:: TEXT SECTION ::

Code

Parser

Sanskrit parser is a python library to help parse Sanskrit input

It provides three main levels of output, in order of increasing complexity:
  1. tags - Morphological analysis of a word

  2. sandhi - Sandhi Split of a phrase

  3. vakya - Morpho-syntactic Analysis of a sentence (after Sandhi split)

Code resides at: https://github.com/kmadathil/sanskrit_parser/

Please report any issues at: https://github.com/kmadathil/sanskrit_parser/issues

Cmd Line

@author: Karthik Madathil (github: @kmadathil)

sanskrit_parser.cmd_line.cmd_line()[source]

Command Line Wrapper Function

sanskrit_parser.cmd_line.getSandhiArgs(argv=None)[source]

Argparse routine. Returns args variable

sanskrit_parser.cmd_line.getTagsArgs(argv=None)[source]

Argparse routine. Returns args variable

sanskrit_parser.cmd_line.getVakyaArgs(argv=None)[source]

Argparse routine. Returns args variable

sanskrit_parser.cmd_line.sandhi(argv=None)[source]
sanskrit_parser.cmd_line.tags(argv=None)[source]
sanskrit_parser.cmd_line.vakya(argv=None)[source]

API

Code Usage

The Parser class can be used to generate vakya parses thus:

from sanskrit_parser import Parser
string = "astyuttarasyAMdiSi"

:: ENTRIES SHOWN ::
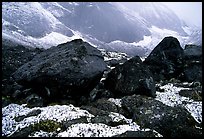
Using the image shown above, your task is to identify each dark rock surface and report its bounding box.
[121,95,202,137]
[104,56,156,97]
[183,45,202,82]
[12,39,106,105]
[113,130,159,137]
[2,39,43,79]
[144,37,184,81]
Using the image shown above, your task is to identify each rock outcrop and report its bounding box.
[144,37,184,81]
[121,95,202,137]
[12,39,106,105]
[104,56,156,97]
[182,45,202,82]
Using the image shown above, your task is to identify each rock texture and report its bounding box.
[12,39,106,104]
[104,56,156,97]
[121,95,202,137]
[144,37,184,81]
[183,45,202,82]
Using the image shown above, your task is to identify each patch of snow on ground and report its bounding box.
[155,83,202,123]
[2,104,94,136]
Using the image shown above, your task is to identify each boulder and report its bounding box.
[2,39,43,79]
[182,45,202,82]
[104,56,156,97]
[121,95,202,137]
[144,37,184,81]
[12,39,107,104]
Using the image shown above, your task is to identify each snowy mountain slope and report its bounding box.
[2,2,202,56]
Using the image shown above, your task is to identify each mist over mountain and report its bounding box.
[2,2,202,56]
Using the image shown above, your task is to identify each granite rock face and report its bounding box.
[104,56,156,97]
[12,39,106,104]
[144,37,184,81]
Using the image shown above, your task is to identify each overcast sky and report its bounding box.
[162,2,202,27]
[118,2,202,27]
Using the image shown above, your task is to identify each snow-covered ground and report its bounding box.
[156,83,202,123]
[2,104,162,137]
[2,83,202,137]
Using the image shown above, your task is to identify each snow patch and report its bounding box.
[155,83,202,123]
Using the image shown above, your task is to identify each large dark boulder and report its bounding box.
[2,38,43,79]
[12,39,106,104]
[121,95,202,137]
[144,37,184,81]
[104,56,156,97]
[181,45,202,82]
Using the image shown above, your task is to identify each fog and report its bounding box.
[162,2,202,27]
[120,2,202,27]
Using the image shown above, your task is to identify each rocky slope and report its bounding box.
[2,2,202,56]
[2,37,202,137]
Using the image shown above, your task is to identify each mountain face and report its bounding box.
[2,2,202,56]
[117,2,186,35]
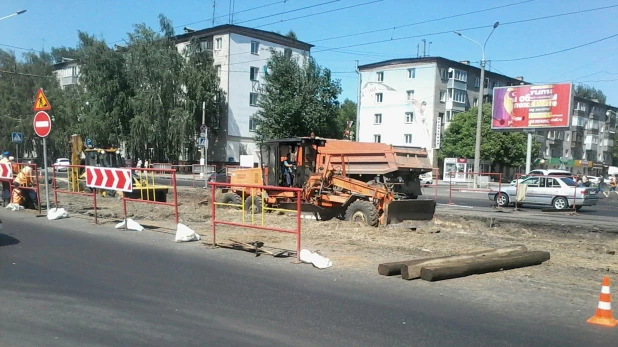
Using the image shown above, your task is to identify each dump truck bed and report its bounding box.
[318,139,432,175]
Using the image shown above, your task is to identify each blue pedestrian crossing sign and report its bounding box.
[11,133,24,143]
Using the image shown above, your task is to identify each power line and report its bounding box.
[253,0,382,29]
[313,0,536,42]
[314,5,618,53]
[237,0,341,24]
[0,70,55,78]
[493,34,618,62]
[109,0,288,45]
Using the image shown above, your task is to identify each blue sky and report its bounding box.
[0,0,618,105]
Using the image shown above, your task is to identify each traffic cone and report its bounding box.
[587,276,618,328]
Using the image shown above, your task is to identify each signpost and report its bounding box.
[0,163,13,180]
[11,132,24,163]
[32,88,51,211]
[86,166,133,193]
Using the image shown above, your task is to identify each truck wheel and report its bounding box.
[245,196,262,213]
[345,200,379,227]
[220,192,242,208]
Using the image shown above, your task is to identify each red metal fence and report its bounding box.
[52,164,99,224]
[208,182,302,261]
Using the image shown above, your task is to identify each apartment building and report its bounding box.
[54,58,79,89]
[536,96,618,175]
[357,57,528,167]
[55,24,313,162]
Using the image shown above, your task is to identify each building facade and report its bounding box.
[55,24,313,162]
[536,96,618,175]
[357,57,527,167]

:: SET TASKS ::
[1] List every function the Sanskrit parser documentation gives under the sanskrit_parser.cmd_line module.
[2] According to the Sanskrit parser documentation, what does the vakya level of output provide?
[3] Pick up the Sanskrit parser documentation at the point where it stops and continue it.

:: IN RESPONSE ::
[1]
- sanskrit_parser.cmd_line.cmd_line()
- sanskrit_parser.cmd_line.getSandhiArgs(argv=None)
- sanskrit_parser.cmd_line.getTagsArgs(argv=None)
- sanskrit_parser.cmd_line.getVakyaArgs(argv=None)
- sanskrit_parser.cmd_line.sandhi(argv=None)
- sanskrit_parser.cmd_line.tags(argv=None)
- sanskrit_parser.cmd_line.vakya(argv=None)

[2] Morpho-syntactic analysis of a sentence, after Sandhi split.

[3]
input_encoding = "SLP1"
output_encoding = "SLP1"
parser = Parser(input_encoding=input_encoding,
                output_encoding=output_encoding,
                replace_ending_visarga='s')
print('Splits:')
for split in parser.split(string, limit=10):
    print(f'Lexical Split: {split}')
    for i, parse in enumerate(split.parse(limit=2)):
        print(f'Parse {i}')
        print(f'{parse}')
    break

This produces the output:

Lexical Split: ['asti', 'uttarasyAm', 'diSi']
Parse 0
asti => (asti, ['samAsapUrvapadanAmapadam', 'strIliNgam']) : samasta of uttarasyAm
uttarasyAm => (uttara#1, ['saptamIviBaktiH', 'strIliNgam', 'ekavacanam'])
diSi => (diS, ['saptamIviBaktiH', 'ekavacanam', 'strIliNgam']) : viSezaRa of uttarasyAm
Parse 1
asti => (asti, ['samAsapUrvapadanAmapadam', 'strIliNgam']) : samasta of uttarasyAm
uttarasyAm => (uttara#2, ['saptamIviBaktiH', 'strIliNgam', 'ekavacanam']) : viSezaRa of diSi
diSi => (diS#2, ['saptamIviBaktiH', 'strIliNgam', 'ekavacanam'])
Parse 2
asti => (as#1, ['kartari', 'praTamapuruzaH', 'law', 'parasmEpadam', 'ekavacanam', 'prATamikaH'])
uttarasyAm => (uttara#2, ['saptamIviBaktiH', 'strIliNgam', 'ekavacanam']) : viSezaRa of diSi
diSi => (diS, ['saptamIviBaktiH', 'ekavacanam', 'strIliNgam']) : aDikaraRam of asti
class sanskrit_parser.api.JSONEncoder(*, skipkeys=False, ensure_ascii=True, check_circular=True, allow_nan=True, sort_keys=False, indent=None, separators=None, default=None)[source]

Bases: json.encoder.JSONEncoder

default(o)[source]

Implement this method in a subclass such that it returns a serializable object for o, or calls the base implementation (to raise a TypeError).

For example, to support arbitrary iterators, you could implement default like this:

def default(self, o):
    try:
        iterable = iter(o)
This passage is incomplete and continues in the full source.